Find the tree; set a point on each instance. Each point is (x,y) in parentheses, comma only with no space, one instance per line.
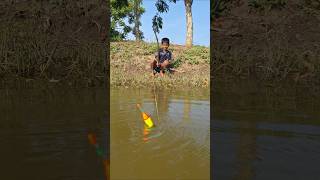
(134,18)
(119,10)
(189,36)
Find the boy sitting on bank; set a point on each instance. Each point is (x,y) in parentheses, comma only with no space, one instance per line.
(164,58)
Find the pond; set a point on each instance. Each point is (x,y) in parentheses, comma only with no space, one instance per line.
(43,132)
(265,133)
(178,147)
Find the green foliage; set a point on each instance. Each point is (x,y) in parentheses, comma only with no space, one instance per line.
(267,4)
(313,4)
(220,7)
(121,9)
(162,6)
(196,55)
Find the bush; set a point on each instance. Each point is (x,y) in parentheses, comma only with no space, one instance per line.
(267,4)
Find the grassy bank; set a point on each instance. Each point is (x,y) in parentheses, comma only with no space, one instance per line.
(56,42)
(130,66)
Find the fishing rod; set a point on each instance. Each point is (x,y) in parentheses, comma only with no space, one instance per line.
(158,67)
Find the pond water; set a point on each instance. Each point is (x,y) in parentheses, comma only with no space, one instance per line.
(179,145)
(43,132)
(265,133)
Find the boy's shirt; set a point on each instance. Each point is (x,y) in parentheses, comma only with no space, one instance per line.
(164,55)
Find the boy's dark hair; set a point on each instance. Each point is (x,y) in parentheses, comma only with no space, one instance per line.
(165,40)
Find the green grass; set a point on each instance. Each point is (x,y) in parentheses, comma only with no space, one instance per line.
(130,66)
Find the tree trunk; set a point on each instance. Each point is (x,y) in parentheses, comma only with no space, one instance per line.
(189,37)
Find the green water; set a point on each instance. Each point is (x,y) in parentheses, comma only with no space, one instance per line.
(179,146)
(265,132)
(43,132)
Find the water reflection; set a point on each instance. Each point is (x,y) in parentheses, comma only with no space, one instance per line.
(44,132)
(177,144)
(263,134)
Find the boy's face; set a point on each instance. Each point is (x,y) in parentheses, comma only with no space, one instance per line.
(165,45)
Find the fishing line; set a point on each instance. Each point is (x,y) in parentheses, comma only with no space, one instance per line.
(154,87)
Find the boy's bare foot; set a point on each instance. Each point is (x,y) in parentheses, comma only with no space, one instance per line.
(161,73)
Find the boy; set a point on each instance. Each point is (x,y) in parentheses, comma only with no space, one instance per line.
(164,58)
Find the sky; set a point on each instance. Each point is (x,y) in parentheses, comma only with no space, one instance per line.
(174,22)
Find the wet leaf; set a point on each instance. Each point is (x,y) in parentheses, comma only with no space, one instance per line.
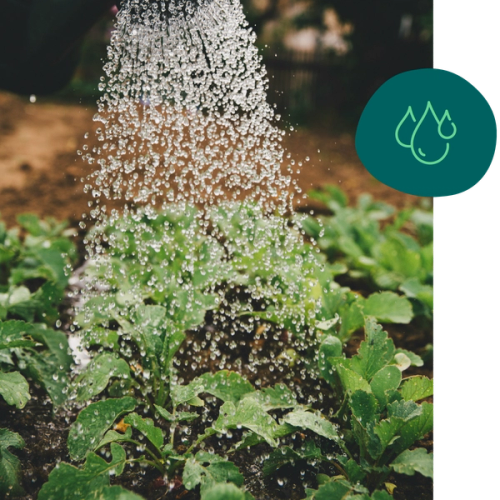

----

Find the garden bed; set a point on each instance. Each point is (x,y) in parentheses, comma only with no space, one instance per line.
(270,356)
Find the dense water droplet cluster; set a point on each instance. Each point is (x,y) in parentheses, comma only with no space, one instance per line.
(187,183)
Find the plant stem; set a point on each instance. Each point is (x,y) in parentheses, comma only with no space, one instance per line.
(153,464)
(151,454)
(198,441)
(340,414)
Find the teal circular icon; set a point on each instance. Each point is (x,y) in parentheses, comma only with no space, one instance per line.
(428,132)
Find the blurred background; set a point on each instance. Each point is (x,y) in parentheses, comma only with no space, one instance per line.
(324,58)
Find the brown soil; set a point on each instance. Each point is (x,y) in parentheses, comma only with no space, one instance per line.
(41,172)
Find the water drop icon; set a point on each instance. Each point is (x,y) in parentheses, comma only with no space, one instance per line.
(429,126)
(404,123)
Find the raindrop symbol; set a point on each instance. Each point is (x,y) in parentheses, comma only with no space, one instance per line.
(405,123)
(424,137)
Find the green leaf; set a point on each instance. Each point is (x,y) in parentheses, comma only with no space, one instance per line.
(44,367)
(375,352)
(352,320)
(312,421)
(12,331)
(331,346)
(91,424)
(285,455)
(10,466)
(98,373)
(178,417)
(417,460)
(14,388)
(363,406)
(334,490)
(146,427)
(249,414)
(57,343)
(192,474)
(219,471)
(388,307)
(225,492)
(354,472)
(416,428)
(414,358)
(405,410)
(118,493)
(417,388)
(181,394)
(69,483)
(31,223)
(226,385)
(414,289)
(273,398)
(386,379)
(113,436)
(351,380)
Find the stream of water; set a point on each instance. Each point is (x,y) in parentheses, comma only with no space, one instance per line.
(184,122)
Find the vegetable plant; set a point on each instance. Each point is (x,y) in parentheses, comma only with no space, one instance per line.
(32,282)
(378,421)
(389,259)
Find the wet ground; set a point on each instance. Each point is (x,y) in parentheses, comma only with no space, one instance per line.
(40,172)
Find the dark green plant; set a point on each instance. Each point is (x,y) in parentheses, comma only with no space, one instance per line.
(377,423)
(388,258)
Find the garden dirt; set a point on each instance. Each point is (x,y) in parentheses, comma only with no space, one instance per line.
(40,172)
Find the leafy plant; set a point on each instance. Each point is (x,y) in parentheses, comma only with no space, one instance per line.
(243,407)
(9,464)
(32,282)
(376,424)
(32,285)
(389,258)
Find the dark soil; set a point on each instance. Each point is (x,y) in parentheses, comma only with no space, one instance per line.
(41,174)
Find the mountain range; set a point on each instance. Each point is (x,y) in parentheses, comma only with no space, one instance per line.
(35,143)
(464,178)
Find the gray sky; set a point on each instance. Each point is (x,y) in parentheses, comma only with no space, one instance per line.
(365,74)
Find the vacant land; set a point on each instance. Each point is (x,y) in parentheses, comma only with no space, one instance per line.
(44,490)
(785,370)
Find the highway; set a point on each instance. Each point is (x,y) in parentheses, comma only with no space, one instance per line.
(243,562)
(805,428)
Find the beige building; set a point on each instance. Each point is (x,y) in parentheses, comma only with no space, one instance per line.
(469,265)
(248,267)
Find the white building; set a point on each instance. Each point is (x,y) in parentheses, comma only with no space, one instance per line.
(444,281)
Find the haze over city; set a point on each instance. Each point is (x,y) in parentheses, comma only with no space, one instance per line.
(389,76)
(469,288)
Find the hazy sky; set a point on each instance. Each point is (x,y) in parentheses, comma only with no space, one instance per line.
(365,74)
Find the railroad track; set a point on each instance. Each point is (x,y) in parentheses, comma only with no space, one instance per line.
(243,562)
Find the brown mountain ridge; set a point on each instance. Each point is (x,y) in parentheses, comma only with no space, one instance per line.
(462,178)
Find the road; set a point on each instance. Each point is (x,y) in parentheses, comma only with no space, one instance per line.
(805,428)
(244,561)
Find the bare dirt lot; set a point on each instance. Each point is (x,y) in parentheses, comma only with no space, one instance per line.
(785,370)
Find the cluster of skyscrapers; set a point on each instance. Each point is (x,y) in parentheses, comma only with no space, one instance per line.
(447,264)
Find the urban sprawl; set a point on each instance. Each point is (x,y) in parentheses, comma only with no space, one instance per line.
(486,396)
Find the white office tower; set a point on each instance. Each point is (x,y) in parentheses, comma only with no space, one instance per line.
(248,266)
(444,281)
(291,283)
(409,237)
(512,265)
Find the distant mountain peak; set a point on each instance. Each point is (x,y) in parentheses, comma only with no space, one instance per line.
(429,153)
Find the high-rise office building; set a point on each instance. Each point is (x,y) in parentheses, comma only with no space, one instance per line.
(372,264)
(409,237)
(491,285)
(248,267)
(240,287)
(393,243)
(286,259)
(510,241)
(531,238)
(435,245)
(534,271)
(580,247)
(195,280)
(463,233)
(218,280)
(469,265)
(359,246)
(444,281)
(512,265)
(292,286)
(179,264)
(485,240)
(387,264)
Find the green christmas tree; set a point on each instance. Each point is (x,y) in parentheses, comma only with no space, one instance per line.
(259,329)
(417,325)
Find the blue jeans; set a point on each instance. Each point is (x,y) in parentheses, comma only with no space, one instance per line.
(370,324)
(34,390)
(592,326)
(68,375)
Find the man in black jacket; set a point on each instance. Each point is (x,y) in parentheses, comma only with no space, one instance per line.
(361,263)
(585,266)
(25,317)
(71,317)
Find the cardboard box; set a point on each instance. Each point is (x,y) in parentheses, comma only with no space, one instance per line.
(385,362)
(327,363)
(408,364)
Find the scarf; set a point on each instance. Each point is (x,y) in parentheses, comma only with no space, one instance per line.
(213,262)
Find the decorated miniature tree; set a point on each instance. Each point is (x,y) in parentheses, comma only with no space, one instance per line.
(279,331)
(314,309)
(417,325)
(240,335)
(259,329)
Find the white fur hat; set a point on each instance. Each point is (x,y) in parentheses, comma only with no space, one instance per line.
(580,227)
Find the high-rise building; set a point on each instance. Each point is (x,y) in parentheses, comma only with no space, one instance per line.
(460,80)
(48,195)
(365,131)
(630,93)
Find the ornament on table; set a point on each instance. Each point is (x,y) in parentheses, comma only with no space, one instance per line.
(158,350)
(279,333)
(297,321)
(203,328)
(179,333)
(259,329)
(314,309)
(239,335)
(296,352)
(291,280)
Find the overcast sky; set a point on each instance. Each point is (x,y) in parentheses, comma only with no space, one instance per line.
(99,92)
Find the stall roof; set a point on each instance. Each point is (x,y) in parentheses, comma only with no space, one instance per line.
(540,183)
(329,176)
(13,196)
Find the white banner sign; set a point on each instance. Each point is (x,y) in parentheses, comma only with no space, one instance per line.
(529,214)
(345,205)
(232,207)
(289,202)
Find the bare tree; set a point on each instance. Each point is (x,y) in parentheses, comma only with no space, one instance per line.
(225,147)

----

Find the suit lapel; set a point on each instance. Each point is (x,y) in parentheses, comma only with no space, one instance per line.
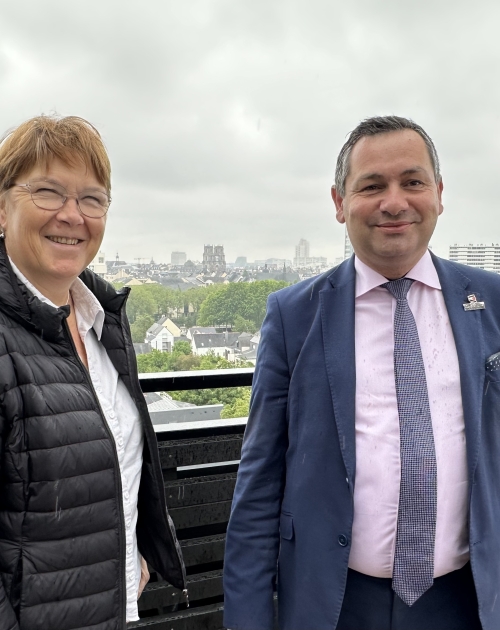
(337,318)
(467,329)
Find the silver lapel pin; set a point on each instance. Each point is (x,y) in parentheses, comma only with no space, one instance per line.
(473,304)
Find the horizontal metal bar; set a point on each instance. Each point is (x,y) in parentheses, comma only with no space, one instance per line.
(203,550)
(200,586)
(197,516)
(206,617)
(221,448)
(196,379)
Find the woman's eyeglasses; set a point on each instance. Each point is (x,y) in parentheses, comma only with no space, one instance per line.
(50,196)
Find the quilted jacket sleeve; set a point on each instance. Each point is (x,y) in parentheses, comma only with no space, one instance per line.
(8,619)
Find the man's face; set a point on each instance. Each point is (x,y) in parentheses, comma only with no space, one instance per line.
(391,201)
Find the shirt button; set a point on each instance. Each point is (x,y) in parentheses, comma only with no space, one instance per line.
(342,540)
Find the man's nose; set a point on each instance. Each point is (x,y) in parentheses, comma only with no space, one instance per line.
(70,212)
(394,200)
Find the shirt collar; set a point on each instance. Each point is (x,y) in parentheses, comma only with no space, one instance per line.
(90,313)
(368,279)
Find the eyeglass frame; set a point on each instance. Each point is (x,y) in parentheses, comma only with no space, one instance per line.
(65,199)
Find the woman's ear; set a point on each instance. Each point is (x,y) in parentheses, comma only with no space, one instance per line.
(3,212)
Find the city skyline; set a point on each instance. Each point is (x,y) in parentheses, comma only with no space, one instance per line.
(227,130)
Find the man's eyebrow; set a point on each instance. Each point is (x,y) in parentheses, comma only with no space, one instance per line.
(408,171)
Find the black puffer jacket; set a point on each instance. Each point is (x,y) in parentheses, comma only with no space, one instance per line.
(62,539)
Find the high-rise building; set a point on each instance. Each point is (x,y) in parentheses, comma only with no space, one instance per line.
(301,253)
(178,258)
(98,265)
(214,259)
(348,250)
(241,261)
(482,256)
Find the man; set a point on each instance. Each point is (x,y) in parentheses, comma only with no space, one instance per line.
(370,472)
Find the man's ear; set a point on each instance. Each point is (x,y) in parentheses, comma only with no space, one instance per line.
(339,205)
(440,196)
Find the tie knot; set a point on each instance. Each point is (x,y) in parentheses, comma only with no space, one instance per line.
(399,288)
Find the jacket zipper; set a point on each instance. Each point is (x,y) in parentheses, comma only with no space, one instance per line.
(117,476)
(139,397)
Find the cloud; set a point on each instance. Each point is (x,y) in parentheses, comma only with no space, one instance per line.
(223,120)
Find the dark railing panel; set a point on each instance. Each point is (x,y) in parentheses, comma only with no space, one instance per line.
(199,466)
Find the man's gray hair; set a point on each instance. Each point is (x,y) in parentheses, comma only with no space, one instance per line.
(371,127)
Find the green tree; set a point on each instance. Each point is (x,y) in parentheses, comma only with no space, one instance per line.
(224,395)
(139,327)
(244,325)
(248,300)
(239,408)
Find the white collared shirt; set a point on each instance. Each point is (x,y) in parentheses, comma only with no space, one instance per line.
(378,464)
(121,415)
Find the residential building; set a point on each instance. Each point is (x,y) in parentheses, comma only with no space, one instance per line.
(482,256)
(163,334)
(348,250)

----

REQUIREMENT
List each line from the items above that contains the word "gray", copying it in full.

ANSWER FOR THE TASK
Find the gray sky; set a point on each instance. Each point is (x,y) in parentheses, comma only with no space, one instance per line.
Find the man's gray hair; set a point on each instance. Each point is (x,y) in parentheses, comma only with no space, one instance per line.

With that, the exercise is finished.